(Entrées d'un jeu de données)
**********

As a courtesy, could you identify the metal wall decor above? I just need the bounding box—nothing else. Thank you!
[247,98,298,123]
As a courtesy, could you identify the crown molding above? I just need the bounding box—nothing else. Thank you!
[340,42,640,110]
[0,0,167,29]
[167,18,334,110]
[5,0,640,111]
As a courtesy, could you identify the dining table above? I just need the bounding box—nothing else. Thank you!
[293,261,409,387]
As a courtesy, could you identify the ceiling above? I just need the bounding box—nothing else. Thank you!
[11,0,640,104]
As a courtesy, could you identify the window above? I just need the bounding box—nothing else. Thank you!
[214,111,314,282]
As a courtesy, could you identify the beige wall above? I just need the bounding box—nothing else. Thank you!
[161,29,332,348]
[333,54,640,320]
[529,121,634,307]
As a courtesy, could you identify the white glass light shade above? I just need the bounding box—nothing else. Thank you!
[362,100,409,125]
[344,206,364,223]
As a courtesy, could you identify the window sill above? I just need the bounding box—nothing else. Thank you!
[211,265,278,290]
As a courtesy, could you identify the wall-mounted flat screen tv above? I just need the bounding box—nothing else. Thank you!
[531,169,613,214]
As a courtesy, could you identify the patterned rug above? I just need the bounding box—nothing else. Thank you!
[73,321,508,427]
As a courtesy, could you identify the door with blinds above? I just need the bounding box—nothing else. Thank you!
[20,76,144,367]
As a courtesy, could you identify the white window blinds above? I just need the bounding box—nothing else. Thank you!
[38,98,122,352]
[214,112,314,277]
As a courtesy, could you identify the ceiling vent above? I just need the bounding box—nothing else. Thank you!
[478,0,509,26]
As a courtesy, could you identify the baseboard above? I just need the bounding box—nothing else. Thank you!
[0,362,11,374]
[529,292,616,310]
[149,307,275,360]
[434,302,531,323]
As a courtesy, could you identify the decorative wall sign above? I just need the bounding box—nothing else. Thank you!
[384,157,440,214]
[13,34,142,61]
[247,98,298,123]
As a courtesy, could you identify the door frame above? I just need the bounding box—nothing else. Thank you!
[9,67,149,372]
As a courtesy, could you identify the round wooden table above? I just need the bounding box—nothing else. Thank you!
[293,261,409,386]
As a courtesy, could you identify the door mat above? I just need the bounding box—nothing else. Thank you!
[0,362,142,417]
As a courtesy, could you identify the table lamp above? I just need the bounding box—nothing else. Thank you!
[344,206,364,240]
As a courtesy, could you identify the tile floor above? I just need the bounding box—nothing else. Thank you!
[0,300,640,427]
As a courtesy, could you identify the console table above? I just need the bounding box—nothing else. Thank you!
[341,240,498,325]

**********

Recopiez les entrées depuis le début jusqu'à la ligne contenant « [11,0,640,104] » incluse, en remplaçant « dining table » par « kitchen table ». Ne modifiez rien d'autre.

As a courtesy, could you identify the metal wall decor above? I just need the bounding box—nothing else. Thank you!
[247,98,298,123]
As a courtesy, could you identify the crown molding above? I just need the bounding box—nothing else. Thank you!
[340,42,640,110]
[0,0,167,29]
[167,18,334,110]
[5,0,640,111]
As a courtesy, could you identify the kitchen table above? I just need the bounding box—nothing else. Thank you!
[293,261,409,387]
As a courtesy, could you identify the ceiling above? I just need the bounding box—nothing else. Thank you!
[11,0,640,104]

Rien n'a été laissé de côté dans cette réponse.